**課題 a**.
本文ブロックの後に続く演習資料のエントリをすべて、列名を「内容」と「回答」とする2列のCSVとして出力してください。1エントリを1行とし、各フィールドは引用符で囲んで改行を空白に置き換え、画像は含めないでください。

**本文ブロック**.
--------------------

スパム再襲来 Re-spam raid


▲これが新種のスパムだ
今度は定型文送るようなスパムが登場しました。名づけて「prize spam」。
以下のような正規表現にて受理される文を送る・フォローを全くしない・デフォルトアイコンが特徴です。
初めの方は^\@(.+?) Hey \1\.ってしてたんだけど、途中から仕様がかわって名前を呼ぶように・・・

m|^\@\w+? Hey .+?\. You have been chosen for a prize! http://tinyurl.com/\w{7}$|

定型文なので、streamAPIを使えばいけるのではないかと予想。
「prize!」でstreamAPIを使ってみると、このspamに関するpostばかりが出てきました。というわけで。

  1. Stream APIのtrackを使って「prize!」で捕捉する
  2. 正規表現2つにマッチするかどうか調べる
  3. マッチしたらreport for spamする+つぶやく

こうすればスパム被害も減るでしょう。
この方式のいいところは、全世界のpostからスパムを拾えること。

今後の課題:RTされたspamを、もっと柔軟に捕捉してblockする・サービスとして展開できるようにOAuth認証に対応・Erlangに移植して耐障害性を高める

コードはこちら。 ./spam.pl TwitterID Password で使ってあげてください。
スパムを捕捉するとreport spamしました^q^ってつぶやく仕様です(ぇ

〜〜〜ここから英語〜〜〜

This time, a spam accounts who send fixed form sentence to us appeared in Twitter. I named them 'prize spam'.
Their characters are they send a tweet we can capture by the regular expression I wrote, they do not follow anyone, and their icons are default icon.
At first, my regular expression was "^\@(.+?) Hey \1\.", but as they raised the level and came to call not id but name, I couldn't use this pattern.
Because their tweets are fixed form sentence, expected that I can capture their tweets by stream API.
When I used stream API setting word "prize!", I could get many tweets concerns this spam. Thus...

  1. Capture tweets containing "prize" by Twitter streaming API.
  2. Confirm whether captured tweet matches two regular expressions
  3. If it matches, report the account for spam and post that I did it.

Therefore, spam damage will decreases.
This way's advantage is we came to be able to capture spams from a tweet all over the world.

Future tasks:Capture more flexibly and block spam account who was retweeted, correspond to OAuth to develop as service, to improve trouble resistance, port to Erlang.

--------------------

**課題 b**.
本文ブロックにおいて、スパムを捕捉するためにStream APIのtrackに設定した語は何ですか。

--------------------

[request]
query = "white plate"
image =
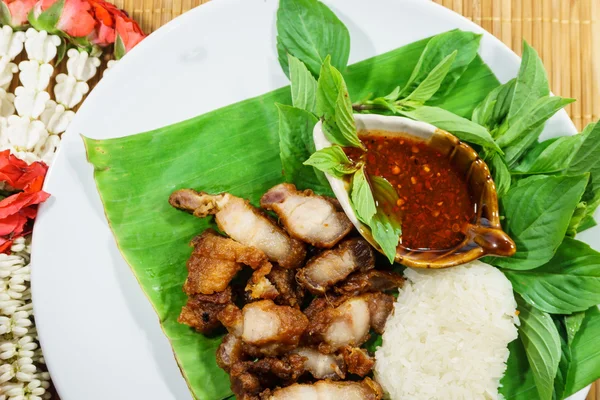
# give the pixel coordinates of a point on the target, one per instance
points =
(100, 336)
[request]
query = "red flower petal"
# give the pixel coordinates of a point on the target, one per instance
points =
(75, 20)
(16, 202)
(17, 173)
(5, 245)
(11, 223)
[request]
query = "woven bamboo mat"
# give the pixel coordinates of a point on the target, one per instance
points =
(564, 32)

--------------------

**解答全文 a**.
内容,回答
"[request] query = ""white plate"" image = # give the pixel coordinates of a point on the target, one per instance points =","(100, 336)"
"[request] query = ""red flower petal"" # give the pixel coordinates of a point on the target, one per instance points =","(75, 20) (16, 202) (17, 173) (5, 245) (11, 223)"
"[request] query = ""woven bamboo mat"" # give the pixel coordinates of a point on the target, one per instance points =","(564, 32)"

**解答全文 b**.
「prize!」です。